_WORK TO BE COMPLETED_.
Copy out exactly, from the entries that follow, the line holding "Query: red flower in window", the line holding "Query: bishop in white robe", and all lines between them, but no pictures.

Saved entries
--------------------------------

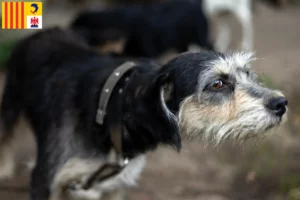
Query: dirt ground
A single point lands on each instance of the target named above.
(257, 170)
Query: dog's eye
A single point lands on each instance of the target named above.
(218, 84)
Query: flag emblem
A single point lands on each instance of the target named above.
(22, 15)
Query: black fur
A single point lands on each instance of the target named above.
(55, 81)
(150, 30)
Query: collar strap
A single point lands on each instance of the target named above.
(108, 89)
(110, 169)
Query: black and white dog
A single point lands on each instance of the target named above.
(57, 87)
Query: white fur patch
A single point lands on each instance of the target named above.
(76, 171)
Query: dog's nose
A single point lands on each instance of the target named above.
(277, 105)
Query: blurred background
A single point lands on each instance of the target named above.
(268, 169)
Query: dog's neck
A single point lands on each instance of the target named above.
(140, 114)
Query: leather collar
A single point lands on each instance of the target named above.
(110, 169)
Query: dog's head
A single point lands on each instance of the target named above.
(218, 96)
(206, 94)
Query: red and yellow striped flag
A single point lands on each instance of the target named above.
(22, 15)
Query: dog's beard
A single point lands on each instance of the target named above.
(218, 123)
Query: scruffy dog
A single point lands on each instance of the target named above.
(56, 83)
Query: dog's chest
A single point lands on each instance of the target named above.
(76, 171)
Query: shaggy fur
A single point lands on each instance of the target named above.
(56, 88)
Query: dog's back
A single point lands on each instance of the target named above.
(31, 59)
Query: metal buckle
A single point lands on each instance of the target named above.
(100, 116)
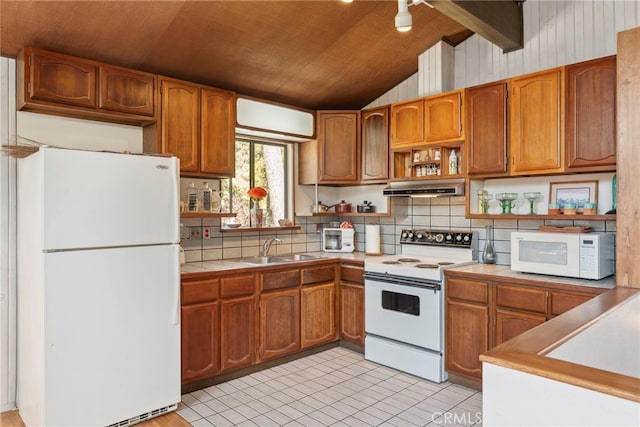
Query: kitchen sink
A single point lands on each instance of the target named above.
(261, 260)
(277, 259)
(298, 257)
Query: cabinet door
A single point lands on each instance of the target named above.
(467, 336)
(486, 113)
(338, 148)
(375, 145)
(510, 324)
(407, 124)
(279, 323)
(352, 313)
(442, 117)
(237, 325)
(317, 314)
(537, 125)
(62, 79)
(179, 123)
(522, 298)
(127, 91)
(217, 132)
(591, 115)
(200, 335)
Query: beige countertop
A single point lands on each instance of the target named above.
(237, 263)
(504, 272)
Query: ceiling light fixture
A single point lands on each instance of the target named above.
(403, 18)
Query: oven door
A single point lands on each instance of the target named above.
(403, 312)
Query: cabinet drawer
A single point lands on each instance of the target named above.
(468, 290)
(318, 274)
(561, 302)
(237, 286)
(352, 274)
(199, 291)
(280, 279)
(522, 298)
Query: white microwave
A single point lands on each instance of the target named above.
(581, 255)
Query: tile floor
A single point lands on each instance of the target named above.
(334, 388)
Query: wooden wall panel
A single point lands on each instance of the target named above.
(555, 33)
(628, 209)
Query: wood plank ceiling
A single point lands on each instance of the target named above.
(310, 54)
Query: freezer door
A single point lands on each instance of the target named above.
(96, 199)
(112, 334)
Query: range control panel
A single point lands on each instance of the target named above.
(437, 237)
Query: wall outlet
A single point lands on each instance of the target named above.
(194, 232)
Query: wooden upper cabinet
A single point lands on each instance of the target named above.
(218, 118)
(180, 121)
(198, 127)
(486, 129)
(407, 124)
(63, 79)
(59, 84)
(126, 90)
(338, 146)
(591, 115)
(442, 117)
(537, 123)
(375, 145)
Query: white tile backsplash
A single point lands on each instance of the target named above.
(436, 213)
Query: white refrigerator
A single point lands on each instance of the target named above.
(98, 288)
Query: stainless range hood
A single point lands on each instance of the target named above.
(425, 190)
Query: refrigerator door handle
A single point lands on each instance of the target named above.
(175, 272)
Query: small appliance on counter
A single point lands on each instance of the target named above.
(338, 240)
(579, 255)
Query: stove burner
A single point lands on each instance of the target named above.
(427, 265)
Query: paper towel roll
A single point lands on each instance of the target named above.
(372, 239)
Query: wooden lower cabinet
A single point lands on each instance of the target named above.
(467, 336)
(510, 324)
(352, 304)
(480, 315)
(279, 323)
(237, 324)
(200, 352)
(317, 314)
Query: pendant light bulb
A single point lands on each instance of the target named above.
(403, 18)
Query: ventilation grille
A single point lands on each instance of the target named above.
(143, 417)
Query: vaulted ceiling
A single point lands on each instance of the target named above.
(311, 54)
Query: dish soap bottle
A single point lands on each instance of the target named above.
(216, 202)
(453, 163)
(206, 197)
(192, 198)
(488, 254)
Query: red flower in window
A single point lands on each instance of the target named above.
(257, 193)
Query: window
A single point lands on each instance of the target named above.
(262, 164)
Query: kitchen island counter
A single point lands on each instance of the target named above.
(577, 357)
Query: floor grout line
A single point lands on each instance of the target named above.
(353, 391)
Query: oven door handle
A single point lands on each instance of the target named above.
(401, 280)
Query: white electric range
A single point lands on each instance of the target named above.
(404, 300)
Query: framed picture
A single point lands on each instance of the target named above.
(580, 192)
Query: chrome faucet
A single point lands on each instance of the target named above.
(267, 245)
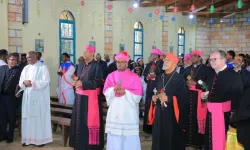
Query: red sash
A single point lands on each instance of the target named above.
(93, 114)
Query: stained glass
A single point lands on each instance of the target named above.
(66, 15)
(138, 36)
(136, 57)
(138, 49)
(181, 39)
(181, 50)
(72, 59)
(138, 25)
(67, 46)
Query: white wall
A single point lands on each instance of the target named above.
(3, 26)
(152, 33)
(173, 27)
(48, 27)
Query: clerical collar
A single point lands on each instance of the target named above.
(238, 70)
(221, 69)
(88, 63)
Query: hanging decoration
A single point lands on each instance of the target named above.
(82, 3)
(192, 9)
(211, 21)
(175, 10)
(232, 21)
(248, 19)
(100, 21)
(161, 17)
(204, 24)
(109, 6)
(53, 6)
(211, 9)
(239, 4)
(173, 18)
(93, 19)
(78, 10)
(157, 11)
(38, 8)
(150, 15)
(130, 9)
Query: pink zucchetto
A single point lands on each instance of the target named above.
(187, 57)
(90, 49)
(156, 51)
(172, 57)
(122, 55)
(197, 52)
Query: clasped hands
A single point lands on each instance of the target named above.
(27, 83)
(119, 90)
(162, 97)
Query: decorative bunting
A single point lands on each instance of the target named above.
(38, 8)
(239, 4)
(53, 7)
(232, 21)
(157, 11)
(211, 9)
(173, 18)
(130, 9)
(193, 8)
(175, 10)
(82, 3)
(248, 19)
(161, 17)
(109, 6)
(150, 15)
(211, 21)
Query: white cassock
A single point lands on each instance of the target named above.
(122, 123)
(144, 88)
(36, 118)
(65, 91)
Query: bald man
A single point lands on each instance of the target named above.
(36, 119)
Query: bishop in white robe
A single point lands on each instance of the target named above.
(65, 89)
(123, 95)
(36, 117)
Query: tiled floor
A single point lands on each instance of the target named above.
(57, 143)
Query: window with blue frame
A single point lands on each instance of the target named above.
(67, 35)
(181, 42)
(138, 40)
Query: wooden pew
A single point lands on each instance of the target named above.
(61, 115)
(65, 122)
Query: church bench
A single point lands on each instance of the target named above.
(65, 122)
(61, 110)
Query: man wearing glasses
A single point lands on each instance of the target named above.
(223, 96)
(197, 118)
(9, 78)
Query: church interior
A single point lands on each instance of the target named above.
(178, 26)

--------------------------------

_YOUR RESPONSE_.
Query: red flower in window
A single point lands on each instance of the target named above.
(257, 193)
Query: window
A single point lands on each instance of the target named above.
(262, 164)
Query: kitchen island counter
A single point lands on each instance of the target named above.
(577, 357)
Query: floor grout line
A single point lands on each instance of the target named above.
(353, 391)
Query: oven door handle
A single point lands on each instance of the target named above.
(401, 280)
Query: white electric range
A single point lands on each instance of the target named above.
(404, 300)
Query: framed picture
A single point lands on each instance of the target named above.
(580, 192)
Query: chrome faucet
A single point lands on each instance of the target named above.
(267, 245)
Query: red sash
A single point lands on each instance of the target named above.
(93, 114)
Query: stained glass
A single point lands on each instance of the target named above.
(66, 15)
(138, 36)
(136, 57)
(138, 49)
(181, 39)
(181, 50)
(72, 59)
(138, 25)
(67, 46)
Query: white wall
A single point lands on each instance of the target named above.
(3, 26)
(152, 33)
(173, 27)
(48, 27)
Query: clerical collar
A single point lands on each instance of the target named above.
(238, 70)
(221, 69)
(88, 63)
Query: hanging decoration
A single point lands on each instance of the target named above.
(82, 3)
(192, 9)
(211, 21)
(175, 10)
(232, 21)
(248, 19)
(100, 21)
(161, 17)
(204, 24)
(109, 6)
(53, 6)
(211, 9)
(239, 4)
(173, 18)
(93, 19)
(78, 10)
(157, 11)
(38, 8)
(150, 15)
(130, 9)
Query: pink zucchetto
A single point lands on each instance of the target named above.
(187, 57)
(90, 49)
(156, 51)
(172, 57)
(122, 55)
(197, 52)
Query: clasped hands
A single point lands on each instance of the target named above.
(27, 83)
(119, 90)
(162, 97)
Query: decorative bunting
A single point lands on each instance of the target named above.
(38, 8)
(239, 4)
(53, 7)
(232, 21)
(157, 11)
(211, 9)
(173, 18)
(130, 9)
(193, 8)
(175, 10)
(82, 3)
(248, 19)
(161, 17)
(109, 6)
(150, 15)
(211, 21)
Query: white cassock
A single point lands on each instance of the target named above.
(122, 123)
(144, 88)
(36, 118)
(65, 91)
Query: bald man
A single point lands on each instance of the target named above.
(36, 119)
Query: bishop in white robe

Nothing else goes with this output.